PASSAGE PROVIDED:
*** Begin section ***
In NEJM this week, researchers in the US and Europe report on the effects of MEK inhibitors on the survival of patients with BRAF-mutated melanoma. The team randomly assigned 322 patients with BRAF V600E or V600K metastatic melanoma to receive either the oral selective MEK inhibitor trametinib, or chemotherapy. They found that median progression-free survival was 4.8 months in the trametinib group, compared to 1.5 months in the chemotherapy group, and that the rate of overall survival at six months was 81 percent in the trametinib group and 67 percent in the chemotherapy group.
In JAMA this week, a team of European researchers reports on the effects of different combination therapies on survival in patients with resected periampullary adenocarcinoma. The team assigned 144 patients to the observation group, gave folinic acid followed by fluorouracil to another 143 patients, and gave gemcitabine to a third group of 141 patients. They found that 52 percent of the patients in the gemcitabine group died, compared to 58 percent of the patients given fluorouracil and 61 percent of the patients in the observation group. "Among patients with resected periampullary adenocarcinoma, adjuvant chemotherapy, compared with observation, was not associated with a significant survival benefit in the primary analysis," the team writes. "However, multivariable analysis adjusting for prognostic variables demonstrated a statistically significant survival benefit associated with adjuvant chemotherapy."
*** End section ***
TASK ITEM A: Name every specific drug mentioned in the cancer research summaries.
TASK ITEM B: Transcribe the part of the cancer research summaries between "In NEJM this" and "the chemotherapy group.", inclusive.

ENTRIES SHOWN:
*** Begin section ***
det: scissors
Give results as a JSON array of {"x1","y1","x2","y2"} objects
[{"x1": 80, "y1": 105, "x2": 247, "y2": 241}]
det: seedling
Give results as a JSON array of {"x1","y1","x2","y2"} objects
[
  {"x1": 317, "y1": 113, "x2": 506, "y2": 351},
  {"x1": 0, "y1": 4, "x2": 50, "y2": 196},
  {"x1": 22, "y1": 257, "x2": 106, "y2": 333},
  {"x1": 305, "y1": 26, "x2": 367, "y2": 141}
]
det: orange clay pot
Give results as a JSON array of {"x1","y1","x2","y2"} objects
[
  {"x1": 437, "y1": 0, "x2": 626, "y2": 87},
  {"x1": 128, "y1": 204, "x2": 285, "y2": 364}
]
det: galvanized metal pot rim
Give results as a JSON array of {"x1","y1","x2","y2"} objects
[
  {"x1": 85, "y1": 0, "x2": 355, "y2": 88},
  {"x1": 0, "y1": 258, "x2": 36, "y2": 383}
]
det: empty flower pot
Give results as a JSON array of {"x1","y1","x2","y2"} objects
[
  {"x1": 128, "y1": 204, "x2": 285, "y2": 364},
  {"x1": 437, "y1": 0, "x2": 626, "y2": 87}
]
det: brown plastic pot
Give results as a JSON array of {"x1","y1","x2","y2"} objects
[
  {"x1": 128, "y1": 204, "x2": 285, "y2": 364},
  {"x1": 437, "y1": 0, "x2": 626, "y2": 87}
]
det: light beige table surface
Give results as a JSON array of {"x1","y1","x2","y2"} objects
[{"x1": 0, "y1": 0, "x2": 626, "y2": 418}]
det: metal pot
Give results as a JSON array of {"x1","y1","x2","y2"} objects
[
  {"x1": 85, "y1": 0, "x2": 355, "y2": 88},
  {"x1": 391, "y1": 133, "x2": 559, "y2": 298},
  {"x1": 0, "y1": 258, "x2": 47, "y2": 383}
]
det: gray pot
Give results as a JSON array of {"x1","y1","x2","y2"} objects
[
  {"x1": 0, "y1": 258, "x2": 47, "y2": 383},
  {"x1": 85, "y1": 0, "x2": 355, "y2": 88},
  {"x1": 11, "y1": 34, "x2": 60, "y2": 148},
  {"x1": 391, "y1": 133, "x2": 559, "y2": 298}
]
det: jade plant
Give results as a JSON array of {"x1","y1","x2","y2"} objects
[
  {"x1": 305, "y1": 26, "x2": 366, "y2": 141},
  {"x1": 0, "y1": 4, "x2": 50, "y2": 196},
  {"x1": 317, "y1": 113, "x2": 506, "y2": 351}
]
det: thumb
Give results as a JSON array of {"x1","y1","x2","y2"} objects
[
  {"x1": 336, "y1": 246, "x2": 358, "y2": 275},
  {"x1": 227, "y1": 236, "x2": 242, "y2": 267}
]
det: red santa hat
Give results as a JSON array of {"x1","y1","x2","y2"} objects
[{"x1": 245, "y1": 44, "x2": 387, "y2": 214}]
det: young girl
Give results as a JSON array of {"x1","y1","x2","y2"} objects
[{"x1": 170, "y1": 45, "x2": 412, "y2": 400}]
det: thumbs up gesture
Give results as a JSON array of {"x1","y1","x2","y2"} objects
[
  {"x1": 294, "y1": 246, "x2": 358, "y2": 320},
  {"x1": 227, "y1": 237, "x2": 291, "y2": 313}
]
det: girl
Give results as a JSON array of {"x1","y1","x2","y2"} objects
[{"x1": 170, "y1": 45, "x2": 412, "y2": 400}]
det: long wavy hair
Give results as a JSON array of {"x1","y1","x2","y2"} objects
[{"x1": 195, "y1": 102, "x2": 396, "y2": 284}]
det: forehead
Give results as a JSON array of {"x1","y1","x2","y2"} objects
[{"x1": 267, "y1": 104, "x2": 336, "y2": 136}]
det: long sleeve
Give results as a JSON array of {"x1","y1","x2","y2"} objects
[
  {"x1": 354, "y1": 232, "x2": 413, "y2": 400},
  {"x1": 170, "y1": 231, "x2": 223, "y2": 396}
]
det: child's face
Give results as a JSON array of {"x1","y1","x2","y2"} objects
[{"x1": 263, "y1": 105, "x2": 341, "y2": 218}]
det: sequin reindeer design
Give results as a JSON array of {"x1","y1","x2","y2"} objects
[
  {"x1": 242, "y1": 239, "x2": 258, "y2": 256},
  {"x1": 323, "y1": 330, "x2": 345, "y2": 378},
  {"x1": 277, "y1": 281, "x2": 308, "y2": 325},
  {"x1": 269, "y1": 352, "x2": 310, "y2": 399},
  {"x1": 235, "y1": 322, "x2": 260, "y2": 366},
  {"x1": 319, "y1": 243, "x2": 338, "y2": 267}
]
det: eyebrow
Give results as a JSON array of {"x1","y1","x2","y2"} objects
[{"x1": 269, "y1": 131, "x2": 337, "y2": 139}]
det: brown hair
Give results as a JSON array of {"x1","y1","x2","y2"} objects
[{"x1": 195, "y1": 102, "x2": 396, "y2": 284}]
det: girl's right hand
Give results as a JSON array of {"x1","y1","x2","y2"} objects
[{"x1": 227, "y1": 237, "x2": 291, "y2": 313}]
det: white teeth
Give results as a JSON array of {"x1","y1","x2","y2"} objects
*** End section ***
ANSWER SECTION A: trametinib, folinic acid, fluorouracil, gemcitabine

ANSWER SECTION B:
In NEJM this week, researchers in the US and Europe report on the effects of MEK inhibitors on the survival of patients with BRAF-mutated melanoma. The team randomly assigned 322 patients with BRAF V600E or V600K metastatic melanoma to receive either the oral selective MEK inhibitor trametinib, or chemotherapy. They found that median progression-free survival was 4.8 months in the trametinib group, compared to 1.5 months in the chemotherapy group, and that the rate of overall survival at six months was 81 percent in the trametinib group and 67 percent in the chemotherapy group.